─── EXTRACT

View Program - 2022 Population, Evolutionary, and Quantitative Genetics Conference

A large proportion of protein adaptation in human evolution was driven by past viral infections. It is not clear however what effects adaptive amino acid changes had on host proteins that were advantageous against viruses. We hypothesize that viral-interacting host proteins adapted in response to viruses through changes in protein thermodynamic stability, or the balance between the folded and unfolded state of proteins. Protein stability is an important property broadly studied in biophysics, protein engineering and drug design. A destabilizing amino acid change can decrease the proportion of folded functional proteins at physiological temperature, and might thus reduce the protein function of a proviral host protein that a virus needs to complete its cycle. Conversely, adaptive amino-acid changes may stabilize and thus increase the amount of a host antiviral protein. We used an Approximate Bayesian Computation version of the McDonald-Kreitman test called ABC-MK to compare the rate of adaption in human proteins between amino acid changes that strongly changed protein stability and changes that do not. Our results suggest that a large amount of protein adaptation to viruses was driven by changes in protein stability, rather than the classic assumption of adaptation at the host-virus contact interface.

Does adaptation to past viral infections involve changes in protein stability in host virus-interacting proteins?

──────

EXERCISE DETAILS =
Please name the test that the abstract says was used to compare the rate of adaptation in human proteins. The rows aren't needed here.

─── DATA RECORDS

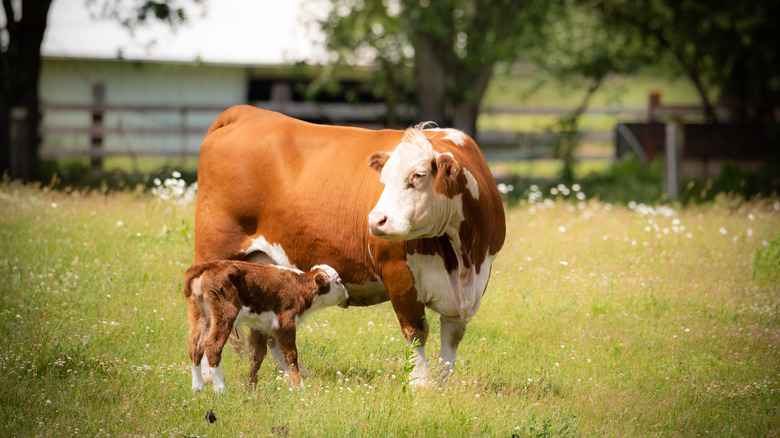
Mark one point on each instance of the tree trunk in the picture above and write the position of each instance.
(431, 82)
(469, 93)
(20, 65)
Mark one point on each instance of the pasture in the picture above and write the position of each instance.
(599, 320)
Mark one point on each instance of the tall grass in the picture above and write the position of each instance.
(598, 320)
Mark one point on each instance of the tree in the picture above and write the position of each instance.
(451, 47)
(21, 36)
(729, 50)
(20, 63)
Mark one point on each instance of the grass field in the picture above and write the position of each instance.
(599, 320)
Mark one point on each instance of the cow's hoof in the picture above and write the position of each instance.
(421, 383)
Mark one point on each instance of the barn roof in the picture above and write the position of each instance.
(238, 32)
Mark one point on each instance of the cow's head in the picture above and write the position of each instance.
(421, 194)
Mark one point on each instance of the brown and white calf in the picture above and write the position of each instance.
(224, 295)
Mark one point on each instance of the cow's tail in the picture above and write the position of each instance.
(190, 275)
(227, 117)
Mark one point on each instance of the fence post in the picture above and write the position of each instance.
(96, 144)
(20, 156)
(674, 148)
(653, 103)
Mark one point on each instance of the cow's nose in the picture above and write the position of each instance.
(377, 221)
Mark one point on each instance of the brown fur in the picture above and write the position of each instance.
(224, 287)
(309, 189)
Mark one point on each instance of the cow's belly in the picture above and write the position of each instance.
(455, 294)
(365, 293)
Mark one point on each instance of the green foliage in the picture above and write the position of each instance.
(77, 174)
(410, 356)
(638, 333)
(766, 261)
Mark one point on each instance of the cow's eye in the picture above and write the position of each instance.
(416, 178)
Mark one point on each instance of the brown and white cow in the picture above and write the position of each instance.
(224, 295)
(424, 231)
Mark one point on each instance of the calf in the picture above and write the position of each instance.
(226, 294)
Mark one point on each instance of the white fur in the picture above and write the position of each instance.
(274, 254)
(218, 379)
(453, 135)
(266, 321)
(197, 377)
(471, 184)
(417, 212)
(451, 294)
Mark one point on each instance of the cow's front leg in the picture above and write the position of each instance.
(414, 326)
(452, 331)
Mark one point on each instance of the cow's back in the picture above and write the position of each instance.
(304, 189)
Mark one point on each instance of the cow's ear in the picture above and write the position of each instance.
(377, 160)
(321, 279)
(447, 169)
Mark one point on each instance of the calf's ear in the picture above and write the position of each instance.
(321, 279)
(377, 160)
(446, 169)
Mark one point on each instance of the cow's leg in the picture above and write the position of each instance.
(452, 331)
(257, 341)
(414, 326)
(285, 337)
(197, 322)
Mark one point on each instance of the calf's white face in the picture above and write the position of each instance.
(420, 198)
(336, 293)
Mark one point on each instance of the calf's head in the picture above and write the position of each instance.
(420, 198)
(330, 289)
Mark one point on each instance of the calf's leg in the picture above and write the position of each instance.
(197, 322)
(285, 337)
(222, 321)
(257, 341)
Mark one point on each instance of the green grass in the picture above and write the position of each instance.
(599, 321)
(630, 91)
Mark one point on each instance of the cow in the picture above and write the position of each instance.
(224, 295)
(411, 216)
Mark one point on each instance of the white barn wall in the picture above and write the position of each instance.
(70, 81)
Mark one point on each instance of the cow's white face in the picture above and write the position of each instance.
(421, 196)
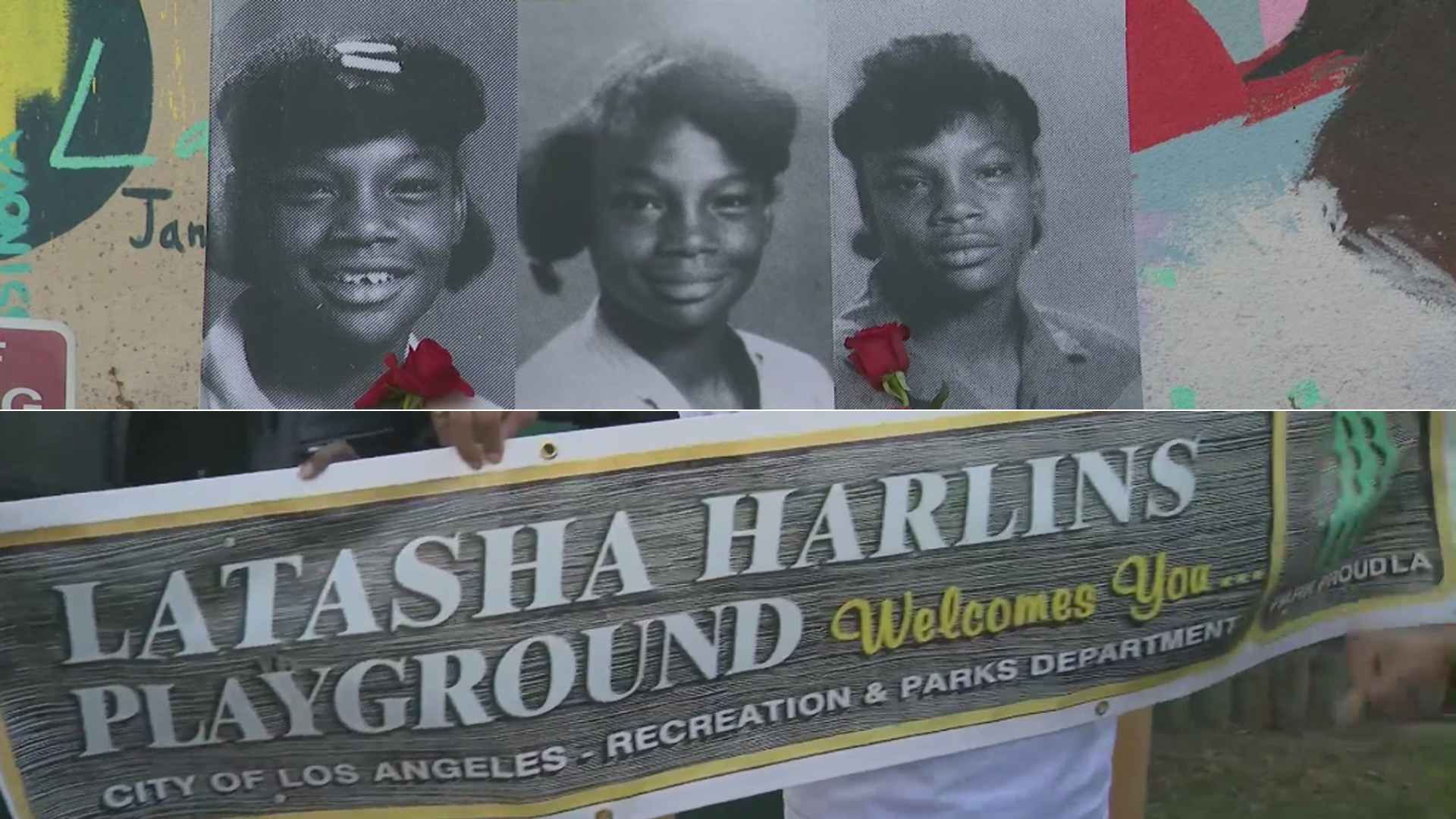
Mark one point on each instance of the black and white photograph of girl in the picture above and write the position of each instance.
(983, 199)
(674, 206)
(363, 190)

──────
─── DATA RECORDS

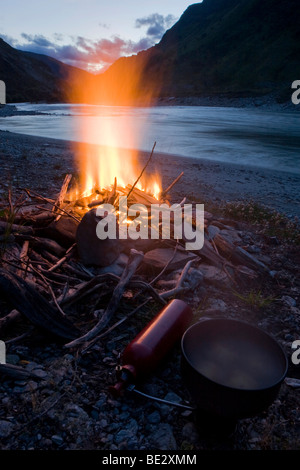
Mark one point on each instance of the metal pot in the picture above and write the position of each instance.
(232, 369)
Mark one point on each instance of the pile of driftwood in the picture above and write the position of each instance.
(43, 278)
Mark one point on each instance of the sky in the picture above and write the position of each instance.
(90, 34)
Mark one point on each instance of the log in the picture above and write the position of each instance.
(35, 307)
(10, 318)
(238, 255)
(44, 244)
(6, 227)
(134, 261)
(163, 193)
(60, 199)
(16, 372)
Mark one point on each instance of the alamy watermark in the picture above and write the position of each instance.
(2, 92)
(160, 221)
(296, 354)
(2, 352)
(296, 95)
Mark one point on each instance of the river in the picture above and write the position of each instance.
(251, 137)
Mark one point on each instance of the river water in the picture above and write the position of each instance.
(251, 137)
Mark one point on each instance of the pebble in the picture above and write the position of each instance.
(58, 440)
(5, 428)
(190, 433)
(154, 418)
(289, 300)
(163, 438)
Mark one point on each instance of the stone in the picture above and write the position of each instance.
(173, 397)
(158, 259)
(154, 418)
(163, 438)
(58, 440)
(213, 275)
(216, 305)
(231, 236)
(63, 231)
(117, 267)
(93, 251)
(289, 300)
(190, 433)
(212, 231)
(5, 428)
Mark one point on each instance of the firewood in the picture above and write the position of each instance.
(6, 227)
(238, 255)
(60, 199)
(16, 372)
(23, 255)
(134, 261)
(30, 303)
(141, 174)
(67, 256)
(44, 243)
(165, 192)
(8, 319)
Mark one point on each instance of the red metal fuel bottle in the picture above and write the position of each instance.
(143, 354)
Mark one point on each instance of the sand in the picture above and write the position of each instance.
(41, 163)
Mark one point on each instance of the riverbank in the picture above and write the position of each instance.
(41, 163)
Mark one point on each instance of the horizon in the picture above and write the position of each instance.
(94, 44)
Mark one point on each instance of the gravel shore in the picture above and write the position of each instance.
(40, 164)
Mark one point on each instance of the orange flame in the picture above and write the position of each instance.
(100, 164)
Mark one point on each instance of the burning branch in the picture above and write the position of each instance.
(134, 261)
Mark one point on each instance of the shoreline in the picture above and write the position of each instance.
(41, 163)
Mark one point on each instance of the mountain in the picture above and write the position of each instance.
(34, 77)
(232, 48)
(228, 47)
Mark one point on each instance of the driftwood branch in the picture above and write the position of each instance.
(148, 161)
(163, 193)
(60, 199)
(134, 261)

──────

THE ANSWER =
ABC-MK, an Approximate Bayesian Computation version of the McDonald-Kreitman test.